### Tasks for this exercise
- 1) List every person the article on Keir Starmer and his party names in full.
- 2) Pick up the article on Keir Starmer and his party after its last sentence and keep writing.

### Given text

#####

When Labour MP Neil Coyle took to Twitter for his extraordinary rant against Jacob Rees-Mogg and Brexit voters, he perfectly summed up Keir Starmer’s main problem as Labour party leader: it’s his party.
In purely political terms, Starmer himself has done well, dampening down internal Labour party dramas, showing himself as relatively normal and clawing his way to level-pegging in the polls after a summer of Covid chaos for the Government. However Coyle’s outburst – for which he has since said sorry – shows the danger his MPs and activists pose to his ambitions when it comes to the politics of identity – of aligning to certain types of people over others.
As leader of this ravaged, interest group-dominated, bureaucratic nightmare of a party, Starmer cannot completely avoid these muddy waters. His flip-flopping on Black Lives Matter is one example of this. One minute he was taking the knee to the activists, the next he was backtracking to call BLM merely a ‘moment’ and distancing himself from their revolutionary agenda. After a ticking-off from black Labour MPs and activists, he turned once more, telling black journalists, with some adroit lawyerly footwork, ‘This is not a moment for not standing with the Black Lives Matter movement’ and later promising to take unconscious bias training.

#####

[Saved entries]
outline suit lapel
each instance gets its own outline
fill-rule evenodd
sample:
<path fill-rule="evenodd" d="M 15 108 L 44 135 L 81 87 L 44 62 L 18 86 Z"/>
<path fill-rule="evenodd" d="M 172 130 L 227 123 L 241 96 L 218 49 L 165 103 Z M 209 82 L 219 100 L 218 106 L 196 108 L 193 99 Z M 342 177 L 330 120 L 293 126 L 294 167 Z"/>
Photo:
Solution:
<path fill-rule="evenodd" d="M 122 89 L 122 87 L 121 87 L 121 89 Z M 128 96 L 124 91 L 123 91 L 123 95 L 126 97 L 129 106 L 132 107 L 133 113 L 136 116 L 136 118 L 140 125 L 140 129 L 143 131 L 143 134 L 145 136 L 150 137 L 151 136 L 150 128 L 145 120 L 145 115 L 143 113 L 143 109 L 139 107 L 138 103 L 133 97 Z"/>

#####

### Responses by item number
- 1) Neil Coyle, Jacob Rees-Mogg, Keir Starmer

- 2)
Starmer has taken further flak from MPs and activists as part of continuing recriminations over perceived anti-Corbyn bias and the sympathetic treatment of anti-Semitism complaints. New MP and Corbyn loyalist Claudia Webbe has referred to how ‘black members are saying they don’t feel safe and welcome in our party’ and others have complained of racism and sexism by party staff and even fellow MPs, albeit while revealing few details. Starmer has met several times with representatives of the BAME staff network to hear complaints and receive demands.